— Work to do —
Word for word, repeat the lines of the records from the one containing "the white pitcher" through the last line, both included.

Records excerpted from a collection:
____
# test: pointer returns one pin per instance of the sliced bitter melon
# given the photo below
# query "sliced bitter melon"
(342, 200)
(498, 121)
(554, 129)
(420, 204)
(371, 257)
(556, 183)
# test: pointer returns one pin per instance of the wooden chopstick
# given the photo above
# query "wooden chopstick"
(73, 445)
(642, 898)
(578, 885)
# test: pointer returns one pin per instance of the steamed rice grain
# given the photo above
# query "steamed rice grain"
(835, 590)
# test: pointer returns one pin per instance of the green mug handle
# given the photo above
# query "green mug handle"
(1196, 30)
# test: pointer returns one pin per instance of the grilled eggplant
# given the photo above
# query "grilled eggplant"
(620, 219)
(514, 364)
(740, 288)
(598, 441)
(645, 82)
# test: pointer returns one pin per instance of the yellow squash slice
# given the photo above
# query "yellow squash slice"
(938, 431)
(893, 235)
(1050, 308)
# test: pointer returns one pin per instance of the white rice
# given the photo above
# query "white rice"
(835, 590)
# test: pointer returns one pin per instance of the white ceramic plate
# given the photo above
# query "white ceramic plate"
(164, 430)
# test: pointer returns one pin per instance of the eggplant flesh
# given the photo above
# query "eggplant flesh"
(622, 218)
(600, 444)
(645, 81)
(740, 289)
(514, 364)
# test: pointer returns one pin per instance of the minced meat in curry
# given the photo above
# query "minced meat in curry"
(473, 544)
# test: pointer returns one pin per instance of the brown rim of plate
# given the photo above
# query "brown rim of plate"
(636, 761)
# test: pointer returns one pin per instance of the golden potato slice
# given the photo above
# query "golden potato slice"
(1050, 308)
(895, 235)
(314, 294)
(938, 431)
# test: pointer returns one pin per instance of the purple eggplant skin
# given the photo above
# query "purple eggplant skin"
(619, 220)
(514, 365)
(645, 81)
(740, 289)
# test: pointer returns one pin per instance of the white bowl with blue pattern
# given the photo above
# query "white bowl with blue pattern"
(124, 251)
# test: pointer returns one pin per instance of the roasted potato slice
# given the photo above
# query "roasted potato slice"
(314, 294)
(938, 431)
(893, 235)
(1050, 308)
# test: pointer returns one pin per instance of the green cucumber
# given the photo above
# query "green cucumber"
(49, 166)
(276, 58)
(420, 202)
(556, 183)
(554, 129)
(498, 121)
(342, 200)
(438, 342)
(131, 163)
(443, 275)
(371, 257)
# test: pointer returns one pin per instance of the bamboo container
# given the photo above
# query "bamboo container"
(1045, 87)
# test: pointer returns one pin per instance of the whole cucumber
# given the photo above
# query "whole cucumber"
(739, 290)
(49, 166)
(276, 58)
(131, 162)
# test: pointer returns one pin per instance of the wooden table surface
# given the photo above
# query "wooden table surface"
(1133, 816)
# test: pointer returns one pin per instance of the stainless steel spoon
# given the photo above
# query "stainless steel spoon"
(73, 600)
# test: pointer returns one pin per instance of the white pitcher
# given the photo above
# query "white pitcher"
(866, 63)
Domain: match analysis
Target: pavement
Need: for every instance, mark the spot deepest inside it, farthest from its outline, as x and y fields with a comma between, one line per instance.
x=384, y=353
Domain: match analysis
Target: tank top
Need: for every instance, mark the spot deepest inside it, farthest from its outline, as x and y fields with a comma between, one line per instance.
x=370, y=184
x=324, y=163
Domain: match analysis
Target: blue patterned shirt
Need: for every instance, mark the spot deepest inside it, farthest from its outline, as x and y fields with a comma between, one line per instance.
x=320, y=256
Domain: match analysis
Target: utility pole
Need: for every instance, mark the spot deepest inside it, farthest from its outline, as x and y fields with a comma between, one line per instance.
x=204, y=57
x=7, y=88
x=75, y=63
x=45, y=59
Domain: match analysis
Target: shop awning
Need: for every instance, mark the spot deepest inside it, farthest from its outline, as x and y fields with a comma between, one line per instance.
____
— Task output —
# test: pointer returns one pin per instance of the white pitcher
# given the photo above
# query "white pitcher"
(866, 63)
Domain: match analysis
Target: pavement
Need: for every instance, mark the spot deepest inside it, farthest from its outline, as x and y fields with a comma between, one line per instance.
x=384, y=353
Domain: match analysis
Target: tank top
Need: for every instance, mark the spot deepest inside it, farthest from its outline, as x and y fields with a comma between, one line per instance.
x=370, y=184
x=324, y=163
Domain: match analysis
Target: blue patterned shirt
Need: for every instance, mark the spot deepest inside it, farthest from its outline, as x and y fields with a comma between, one line per instance.
x=320, y=256
Domain: match analysis
Target: utility pole
Need: for every instance, mark the spot deepest inside it, farthest from its outline, as x and y fields with a comma between, one line per instance.
x=204, y=57
x=7, y=88
x=75, y=63
x=45, y=59
Domain: match analysis
Target: shop awning
Need: for every instance, mark the spot deepest inside it, farthest from its outline, as x and y fields with a comma between, one line per instance.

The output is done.